**Directions**. Your answer should hold only the lines from the start of the data below through the line with "Target: rocky cliff face", copied exactly, with pictures left out.

**Source data**.
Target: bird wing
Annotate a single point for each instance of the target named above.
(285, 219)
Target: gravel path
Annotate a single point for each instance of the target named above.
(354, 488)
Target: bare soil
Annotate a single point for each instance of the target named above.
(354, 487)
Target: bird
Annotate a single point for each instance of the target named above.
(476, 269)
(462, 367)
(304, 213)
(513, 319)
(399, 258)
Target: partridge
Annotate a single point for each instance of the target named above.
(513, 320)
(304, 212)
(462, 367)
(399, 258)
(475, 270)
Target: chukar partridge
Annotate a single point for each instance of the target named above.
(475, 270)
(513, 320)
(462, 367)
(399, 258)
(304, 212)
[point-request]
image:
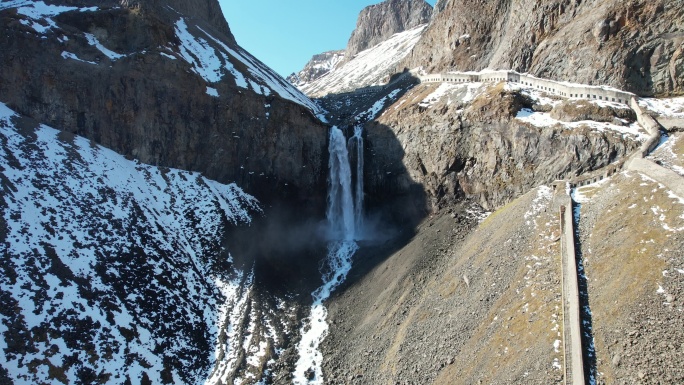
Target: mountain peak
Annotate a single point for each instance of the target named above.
(377, 23)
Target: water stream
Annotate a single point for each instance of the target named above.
(344, 216)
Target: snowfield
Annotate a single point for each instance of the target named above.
(369, 67)
(114, 271)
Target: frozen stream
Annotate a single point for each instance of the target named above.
(344, 215)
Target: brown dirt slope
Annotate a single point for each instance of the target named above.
(454, 309)
(632, 233)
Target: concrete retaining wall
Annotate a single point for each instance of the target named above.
(650, 125)
(568, 90)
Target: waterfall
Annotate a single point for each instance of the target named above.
(344, 215)
(340, 213)
(355, 145)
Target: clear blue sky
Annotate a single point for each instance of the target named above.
(286, 34)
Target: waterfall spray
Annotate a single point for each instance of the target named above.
(355, 146)
(344, 214)
(340, 211)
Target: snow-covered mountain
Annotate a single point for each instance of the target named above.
(373, 66)
(318, 66)
(114, 271)
(173, 89)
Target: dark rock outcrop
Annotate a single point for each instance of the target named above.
(632, 45)
(476, 150)
(376, 23)
(148, 102)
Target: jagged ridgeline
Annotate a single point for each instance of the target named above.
(172, 211)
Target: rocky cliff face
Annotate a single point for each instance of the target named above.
(318, 66)
(635, 45)
(376, 23)
(166, 88)
(470, 141)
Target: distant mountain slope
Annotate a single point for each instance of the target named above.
(373, 66)
(115, 271)
(635, 45)
(377, 23)
(318, 66)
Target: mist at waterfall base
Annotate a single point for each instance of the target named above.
(344, 215)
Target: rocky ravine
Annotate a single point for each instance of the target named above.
(632, 45)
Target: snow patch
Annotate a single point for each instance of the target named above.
(212, 92)
(92, 40)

**Answer to the problem**.
Target: bird wing
Annotate a single point for each instance of the target named above.
(285, 219)
Target: gravel path
Annotate a single point for each instance of the target named above.
(354, 488)
Target: bare soil
Annotate a single point for each instance of the target named above.
(354, 487)
Target: bird
Annotate a single point for each instance of the target named above.
(476, 269)
(462, 367)
(304, 213)
(513, 319)
(399, 258)
Target: partridge
Annotate a single point for each instance of the target named above.
(513, 320)
(304, 212)
(462, 367)
(399, 258)
(475, 270)
Target: chukar partridge
Annotate a single point for each instance of the target named above.
(475, 270)
(513, 320)
(462, 367)
(399, 258)
(304, 212)
[point-request]
image:
Target: mountain peak
Annotate a single point for each instance of the target named above.
(377, 23)
Target: water stream
Annotate a single point for each instance of the target named above.
(344, 216)
Target: snowfield
Annotate a single point for each instance of the target named above.
(369, 67)
(114, 271)
Target: frozen stream
Annotate a single point for each instance of the target named above.
(344, 215)
Target: brown dirt slope
Annotate a single point for each instance of the target named above.
(454, 309)
(632, 233)
Target: concrete retaining wall
Annotate a single point for each instance of the target named above.
(650, 125)
(568, 90)
Target: waterfall
Annotate a single point for each instance of the target named above.
(344, 215)
(340, 213)
(355, 145)
Target: clear blue sky
Annotate a single point for each instance of the target named above.
(286, 34)
Target: waterfall spray
Annotate a single point for each instance of the target named above.
(355, 146)
(344, 214)
(340, 211)
Target: snow-covered mountain
Annotate a single point for each instance of the target named above.
(373, 66)
(318, 66)
(114, 271)
(173, 89)
Target: dark rock outcrop
Annotate a single point for each instance of the target named above.
(632, 45)
(476, 150)
(376, 23)
(148, 102)
Target: jagged ridgeline
Annotate a single point for each instance of the target named above.
(172, 211)
Target: rocky cliff face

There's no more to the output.